DO THIS: Output only the lines from the one holding "of the vehicle" to the end of the data below, please, copied exactly.

— start MATERIAL SUPPLIED —

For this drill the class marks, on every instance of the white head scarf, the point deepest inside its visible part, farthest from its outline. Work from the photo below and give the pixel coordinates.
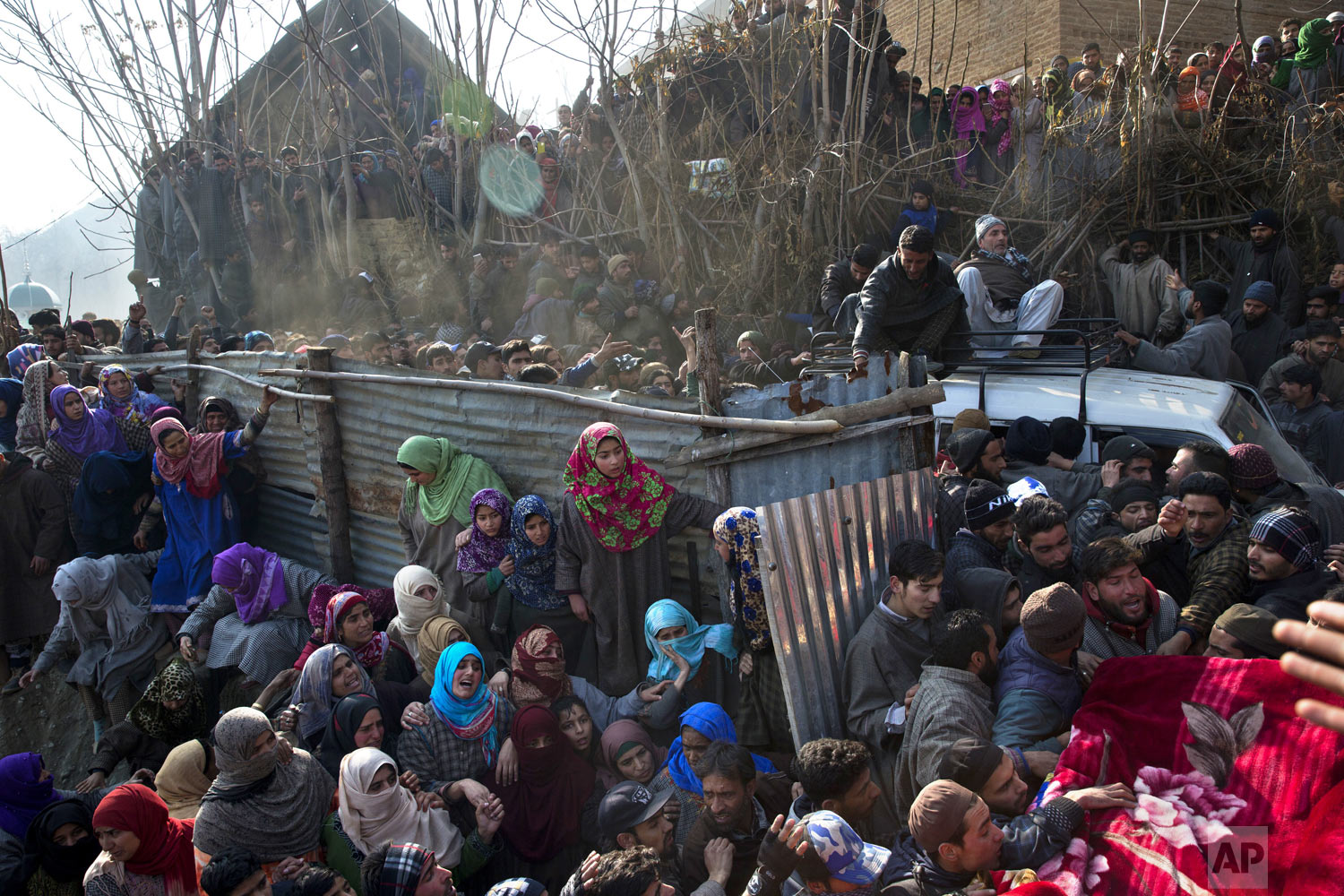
(390, 814)
(414, 611)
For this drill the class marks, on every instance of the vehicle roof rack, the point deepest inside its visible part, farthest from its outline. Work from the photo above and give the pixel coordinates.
(1077, 344)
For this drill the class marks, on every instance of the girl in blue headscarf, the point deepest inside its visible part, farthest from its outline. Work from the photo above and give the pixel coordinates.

— end MATERIAL SUPPLIED —

FULL SOLUTION:
For this drill the class marks, on every instance of the vehicle roof rack, the point deepest inside its visible part, farthest from its outline. Work from the photo above and give the pixel coordinates.
(1077, 344)
For this drill the class marks, on every instance of the girl in blue headscarf, the point deepest inside its visible part, farthest from its outline. Work from the photo above and give the pixel coordinates.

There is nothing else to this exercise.